**** DATA SUPPLIED ****

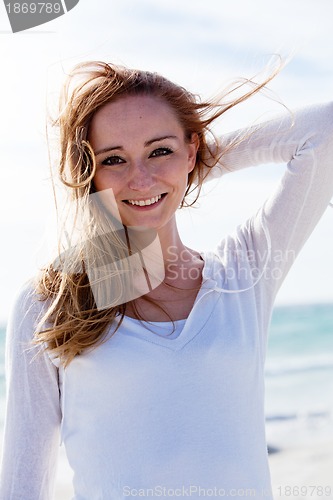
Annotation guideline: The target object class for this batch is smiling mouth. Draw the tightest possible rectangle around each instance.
[123,193,167,207]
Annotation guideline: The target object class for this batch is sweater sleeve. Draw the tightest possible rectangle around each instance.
[208,103,333,296]
[0,282,61,500]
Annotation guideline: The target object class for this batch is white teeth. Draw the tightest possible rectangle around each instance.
[127,194,162,207]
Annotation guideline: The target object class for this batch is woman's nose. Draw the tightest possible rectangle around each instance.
[128,162,155,191]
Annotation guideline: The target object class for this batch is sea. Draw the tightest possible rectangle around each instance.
[0,303,333,453]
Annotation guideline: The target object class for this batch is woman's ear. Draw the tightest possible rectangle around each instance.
[187,132,199,173]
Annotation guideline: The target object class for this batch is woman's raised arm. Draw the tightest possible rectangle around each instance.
[207,103,333,291]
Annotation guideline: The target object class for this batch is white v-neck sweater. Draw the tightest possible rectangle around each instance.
[0,104,333,500]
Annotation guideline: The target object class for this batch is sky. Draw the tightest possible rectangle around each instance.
[0,0,333,322]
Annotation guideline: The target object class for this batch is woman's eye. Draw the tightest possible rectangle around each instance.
[150,148,173,158]
[102,156,124,166]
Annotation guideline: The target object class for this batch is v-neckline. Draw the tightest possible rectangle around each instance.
[111,252,221,351]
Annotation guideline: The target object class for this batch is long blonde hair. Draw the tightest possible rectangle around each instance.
[35,61,279,366]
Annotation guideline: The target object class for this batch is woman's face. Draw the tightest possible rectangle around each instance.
[88,95,197,230]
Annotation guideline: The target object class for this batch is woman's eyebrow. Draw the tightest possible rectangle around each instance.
[95,135,178,156]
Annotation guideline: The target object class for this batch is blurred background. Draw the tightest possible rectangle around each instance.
[0,0,333,499]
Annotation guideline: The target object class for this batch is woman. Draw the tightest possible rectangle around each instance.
[0,63,333,500]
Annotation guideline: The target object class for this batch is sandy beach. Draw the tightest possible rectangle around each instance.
[270,442,333,500]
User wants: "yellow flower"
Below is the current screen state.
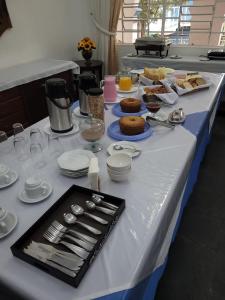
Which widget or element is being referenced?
[84,43,91,51]
[83,37,91,42]
[77,37,96,51]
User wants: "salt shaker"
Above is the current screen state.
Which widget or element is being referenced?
[88,88,104,122]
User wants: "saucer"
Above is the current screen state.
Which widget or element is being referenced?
[107,120,153,142]
[107,141,141,157]
[112,102,148,117]
[0,170,18,189]
[116,85,138,94]
[0,212,18,239]
[141,111,168,121]
[18,182,53,204]
[43,120,79,136]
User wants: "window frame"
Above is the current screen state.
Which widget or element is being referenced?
[117,0,225,48]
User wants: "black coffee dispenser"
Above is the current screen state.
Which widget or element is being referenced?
[79,73,98,116]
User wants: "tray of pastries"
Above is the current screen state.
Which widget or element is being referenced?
[139,67,174,85]
[138,82,178,105]
[173,74,212,95]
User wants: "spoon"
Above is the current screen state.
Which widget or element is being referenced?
[92,195,119,210]
[85,201,115,216]
[63,213,102,235]
[113,144,140,152]
[71,204,108,225]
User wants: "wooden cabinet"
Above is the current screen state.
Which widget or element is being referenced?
[0,70,74,135]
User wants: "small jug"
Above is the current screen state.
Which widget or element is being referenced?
[100,75,117,102]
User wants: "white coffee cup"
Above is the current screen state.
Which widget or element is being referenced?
[0,207,10,233]
[0,164,11,184]
[24,176,47,198]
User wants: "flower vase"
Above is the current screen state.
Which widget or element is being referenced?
[81,50,92,65]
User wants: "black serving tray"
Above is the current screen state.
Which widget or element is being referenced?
[11,185,125,287]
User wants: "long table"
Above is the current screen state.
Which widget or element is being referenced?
[0,73,224,300]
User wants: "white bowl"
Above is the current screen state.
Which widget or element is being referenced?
[106,153,132,171]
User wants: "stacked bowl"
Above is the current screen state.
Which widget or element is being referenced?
[106,153,132,181]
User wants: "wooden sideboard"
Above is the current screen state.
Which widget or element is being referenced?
[0,70,74,135]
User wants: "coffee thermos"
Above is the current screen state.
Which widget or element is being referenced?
[79,73,97,116]
[45,78,73,133]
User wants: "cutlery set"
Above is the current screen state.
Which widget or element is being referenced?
[11,185,125,287]
[24,194,119,277]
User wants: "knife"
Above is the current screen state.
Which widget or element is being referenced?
[29,241,83,266]
[23,249,77,277]
[26,247,80,271]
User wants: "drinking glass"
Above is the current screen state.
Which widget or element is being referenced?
[30,143,46,169]
[13,136,29,161]
[48,134,63,158]
[80,117,105,153]
[30,128,46,151]
[0,131,12,155]
[12,123,24,136]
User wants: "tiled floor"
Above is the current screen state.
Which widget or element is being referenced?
[155,115,225,300]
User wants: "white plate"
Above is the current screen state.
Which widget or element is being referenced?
[57,149,96,171]
[61,171,88,178]
[18,182,53,204]
[0,170,18,189]
[107,141,141,157]
[43,121,79,136]
[73,106,88,118]
[116,85,138,94]
[142,111,168,121]
[0,212,18,239]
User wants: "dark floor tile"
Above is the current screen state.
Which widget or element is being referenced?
[178,209,223,250]
[156,237,215,300]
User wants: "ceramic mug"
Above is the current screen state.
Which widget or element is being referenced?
[24,177,47,198]
[100,75,117,102]
[0,164,11,185]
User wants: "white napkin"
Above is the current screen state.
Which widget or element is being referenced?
[88,157,99,191]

****

- _TASK_:
Quote every line of the material above word for word, omitting the pictures.

- _RESPONSE FOR THIS EXERCISE_:
Annotation guideline: The target object class for this batch is smiling mouth. Draw the tightest possible rectangle around each instance.
[123,193,167,207]
Annotation guideline: The target object class for this batch is sweater sleeve. Draw the tightest possible rectangle around each instance.
[208,103,333,296]
[0,282,61,500]
Annotation guideline: The target object class for this batch is white teeth. Draw the tightest possible rectangle around each instance.
[127,194,162,207]
Annotation guideline: The target object class for this batch is woman's nose. Draw the tightest possible rectangle around each instance.
[128,162,155,191]
Annotation guideline: The target object class for this batch is sea. Draw the tightest possible rectangle around each instance.
[0,303,333,453]
Annotation guideline: The target object class for this batch is woman's ear. Draw the tightest possible rectangle around each instance.
[187,132,199,173]
Annotation guideline: The target object class for this batch is woman's raised arm. Draw the tightest possible rectangle around each instance.
[207,103,333,291]
Annotation guideline: The target object class for this batch is white v-neck sweater. Draw the tightest possible rectangle around each instance.
[0,104,333,500]
Annotation guideline: The target object class for this batch is sky. Draw the tightest possible rectangle around each instance.
[0,0,333,322]
Annotation guideline: The target object class for this batch is woman's eye. Draw the tightest possible rectangle around each instance.
[150,148,173,158]
[102,156,124,166]
Annotation guideline: The target object class for this batch is v-neckline. Draw the tightest possible rectangle around each instance.
[111,252,221,351]
Annotation guideline: The target object class for this batch is long blonde hair. Draw the tightest possible rectangle around each instance.
[35,61,279,366]
Annotation guideline: The target object class for this batch is woman's face. Draw the tightest possible rectangle around each instance.
[88,95,197,230]
Annotation guideline: The target object class for this batch is woman's eyebrow. Draw the tightest possible rectangle around each instance.
[95,135,178,156]
Annotation guideline: The target object class for this batch is blurred background. Draw the tightest possible rectangle around each instance.
[0,0,333,499]
Annotation guideline: The target object class for this batch is woman. Draw the tightest possible rectangle around each instance.
[0,63,333,500]
Annotation guideline: The target object class for this batch is sandy beach. Draw the tightest possible rectangle around each instance.
[270,442,333,500]
User wants: "yellow flower"
Below is the current screen state.
Which widget or element is being referenced?
[84,43,91,51]
[83,37,91,42]
[77,37,96,51]
User wants: "salt shaker"
Above is the current screen state.
Which widget or element is being referenced?
[88,88,104,122]
User wants: "saucer"
Above is the current screen state.
Which widget or element is being referenced?
[107,120,153,142]
[107,141,141,157]
[112,102,148,117]
[0,170,18,189]
[116,85,138,94]
[0,212,18,239]
[141,111,168,121]
[18,182,53,204]
[43,120,79,136]
User wants: "window frame"
Above is the current screen state.
Which widget or element is being referenced?
[117,0,225,48]
User wants: "black coffee dispenser"
Above is the current screen state.
Which widget or element is being referenced?
[79,73,98,116]
User wants: "tray of pastries"
Above is the current screen state.
Which widget or element is being referenced?
[139,67,174,85]
[138,82,178,105]
[173,74,212,95]
User wants: "spoon"
Above is the current screen state.
Which widget or element is being referenced?
[92,195,119,210]
[85,201,115,216]
[63,213,102,235]
[113,144,140,152]
[71,204,108,225]
User wants: "wooden cabinet"
Above is the current screen state.
Which widget or element is being referenced?
[0,70,74,135]
User wants: "small jug"
Above is the current screen state.
Which widget or element is being referenced?
[100,75,117,102]
User wants: "white coffee cup"
Above is the current screen state.
Which widget or element is being referenced?
[0,207,10,233]
[0,164,11,184]
[24,176,47,198]
User wants: "flower vase"
Above is the current screen state.
Which widget or element is being referenced?
[81,50,92,65]
User wants: "black serving tray"
Above is the current screen state.
Which widget or element is being referenced?
[11,185,125,287]
User wants: "long table"
Above is the current screen state.
Which widget or element is being referenced?
[0,73,224,300]
User wants: "white bowl"
Above is the current screen state.
Which widget or element is being referenced?
[106,153,132,171]
User wants: "stacked bowl"
Above is the current screen state.
Which widget or element is being referenced?
[106,153,132,181]
User wants: "wooden sideboard"
Above is the current screen state.
Which widget or element is being referenced?
[0,70,74,135]
User wants: "coffee thermos"
Above is the current screen state.
Which widget or element is being referenced?
[79,73,97,116]
[45,78,73,133]
User wants: "cutlery set"
Above is the current screen state.
Which widget or element is being referenced?
[11,185,125,287]
[24,194,119,277]
User wants: "knife"
Above is the current screen state.
Which widget or element is being referenced?
[29,241,83,266]
[23,249,77,277]
[26,247,80,271]
User wants: "drinking glass"
Above is the current screen state.
Which widget or element is being referenced?
[30,143,46,169]
[13,136,29,161]
[48,134,63,158]
[80,117,105,153]
[30,128,46,151]
[0,131,12,155]
[12,123,24,136]
User wants: "tiled floor"
Above is the current screen state.
Which widget or element is being referenced?
[155,115,225,300]
User wants: "white plate"
Above is the current screen state.
Which widget or element is being referenced?
[57,149,96,171]
[61,171,88,178]
[18,182,53,204]
[0,170,18,189]
[107,141,141,157]
[43,121,79,136]
[73,106,88,118]
[116,85,138,94]
[142,111,168,121]
[0,212,18,239]
User wants: "dark floor tile"
Above is the current screen state.
Which widget or element is being referenced?
[178,209,223,250]
[156,237,215,300]
User wants: "ceramic mug"
Above is the current screen state.
Which widget or element is being referenced?
[24,177,47,198]
[100,75,117,102]
[0,164,11,185]
User wants: "white napkin"
Above is the current screen state.
Which widget or element is being referenced?
[88,157,99,191]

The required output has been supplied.